Would you put the records below into a two-column CSV headed record_text and answer, with one row per record holding its text and its answer? Quote every field and replace any line breaks inside a field with spaces.
BEGIN EXERCISE MATERIAL
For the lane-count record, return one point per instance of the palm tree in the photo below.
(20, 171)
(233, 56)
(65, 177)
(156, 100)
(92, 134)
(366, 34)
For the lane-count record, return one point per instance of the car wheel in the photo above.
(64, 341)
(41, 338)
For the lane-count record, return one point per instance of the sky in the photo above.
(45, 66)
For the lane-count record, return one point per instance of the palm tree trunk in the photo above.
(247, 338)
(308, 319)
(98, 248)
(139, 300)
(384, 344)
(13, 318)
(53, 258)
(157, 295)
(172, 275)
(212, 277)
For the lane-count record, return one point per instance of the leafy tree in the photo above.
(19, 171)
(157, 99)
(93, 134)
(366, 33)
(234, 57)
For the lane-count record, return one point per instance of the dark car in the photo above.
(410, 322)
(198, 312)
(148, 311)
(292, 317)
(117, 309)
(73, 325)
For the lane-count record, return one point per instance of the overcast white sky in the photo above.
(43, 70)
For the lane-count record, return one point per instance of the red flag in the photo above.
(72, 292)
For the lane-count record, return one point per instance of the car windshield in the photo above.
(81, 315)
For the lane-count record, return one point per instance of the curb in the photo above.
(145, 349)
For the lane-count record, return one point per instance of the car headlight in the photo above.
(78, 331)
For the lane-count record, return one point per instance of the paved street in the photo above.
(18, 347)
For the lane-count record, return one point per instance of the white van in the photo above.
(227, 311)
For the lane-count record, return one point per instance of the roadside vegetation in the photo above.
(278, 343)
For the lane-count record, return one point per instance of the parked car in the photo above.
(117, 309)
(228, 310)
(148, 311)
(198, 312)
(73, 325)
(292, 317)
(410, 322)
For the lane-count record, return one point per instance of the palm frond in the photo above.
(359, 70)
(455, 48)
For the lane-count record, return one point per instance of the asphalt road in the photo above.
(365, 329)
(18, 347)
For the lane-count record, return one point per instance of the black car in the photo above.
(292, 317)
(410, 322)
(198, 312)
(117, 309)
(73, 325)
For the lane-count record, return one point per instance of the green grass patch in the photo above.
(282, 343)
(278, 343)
END EXERCISE MATERIAL
▸ **WRITTEN ANSWER**:
record_text,answer
"For the lane-count record, return one point per instance of the palm tree in the photo below.","(20, 171) (233, 56) (65, 177) (156, 100) (92, 134) (366, 34)"
"For the lane-count record, return one point per instance of the car wheel in the photo above.","(64, 341) (41, 338)"
"For the lane-count record, return one point per instance of the sky in the photo above.","(45, 66)"
"For the lane-count record, return one point per instance of the palm tree trunk in the photo above.","(247, 338) (308, 319) (98, 248) (139, 300) (384, 344) (13, 318) (53, 258) (157, 295) (172, 275) (212, 277)"
"For the lane-count record, return one point per instance of the leafy tree in the photo above.","(19, 171) (157, 99) (93, 134) (366, 33) (234, 57)"
"For the lane-count record, return one point per instance of the dark car in the photo above.","(410, 322) (198, 312) (148, 311) (292, 317) (117, 309) (73, 325)"
"For the lane-count record, return one point per instance of the overcast white sky in the photo above.","(43, 70)"
"For the lane-count record, return one point per instance of the red flag in the photo above.","(72, 292)"
"For the lane-count record, return one point per instance of the car windshield in the photo above.","(81, 315)"
"For the lane-count record, return one point per instance of the curb in the photo above.","(145, 349)"
"For the lane-count record, return one point per instance of the car headlight in the photo above.","(78, 331)"
"For the lane-count record, return one point per instance of the paved street in the photo above.","(18, 347)"
"For the lane-count record, return one point per instance of the white van in the photo above.","(227, 311)"
"For the lane-count record, return one point per instance of the roadside vegetation in the photo above.","(278, 343)"
"For the lane-count record, return one point per instance of the parked car in the photo above.","(117, 309) (228, 310) (148, 311) (198, 312) (73, 325) (292, 317) (410, 322)"
"For the lane-count record, return one point per instance of the palm frond in the photo above.","(359, 70) (455, 48)"
"For the lane-count record, return one point per instance of the asphalt road in the photo above.","(365, 329) (18, 347)"
"For the lane-count record, return one point per instance of the black car in the photo above.","(292, 317) (410, 322) (198, 312) (117, 309) (73, 325)"
"For the lane-count record, return one point per instance of the green grass patch in the photo above.","(282, 343) (278, 343)"